» Given request: Rewrite the material below, swapping "wave" for "boat" wherever it occurs and leaving everything else unchanged. Omit the pictures from your answer.
[start]
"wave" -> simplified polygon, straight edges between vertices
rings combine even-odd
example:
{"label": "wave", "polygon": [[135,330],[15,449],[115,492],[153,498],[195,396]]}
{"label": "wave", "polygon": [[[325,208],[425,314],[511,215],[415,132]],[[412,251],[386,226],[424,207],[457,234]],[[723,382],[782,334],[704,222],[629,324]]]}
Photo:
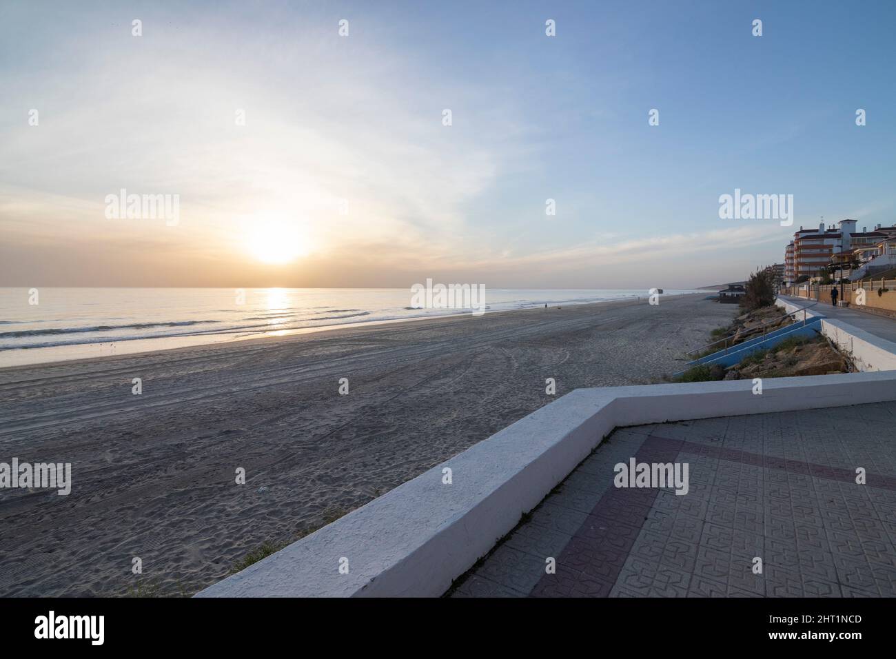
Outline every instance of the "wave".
[end]
» Expected answer:
"boat" -> simplified polygon, straight edges between vertices
rings combine even-odd
example:
{"label": "boat", "polygon": [[135,330],[15,449],[115,492],[153,498],[195,396]]}
{"label": "boat", "polygon": [[[325,208],[425,314],[511,215],[415,132]],[[412,251],[386,226],[424,207],[457,234]],[[723,382],[782,334],[704,222],[629,324]]]}
Photo:
Outline every instance of the "boat".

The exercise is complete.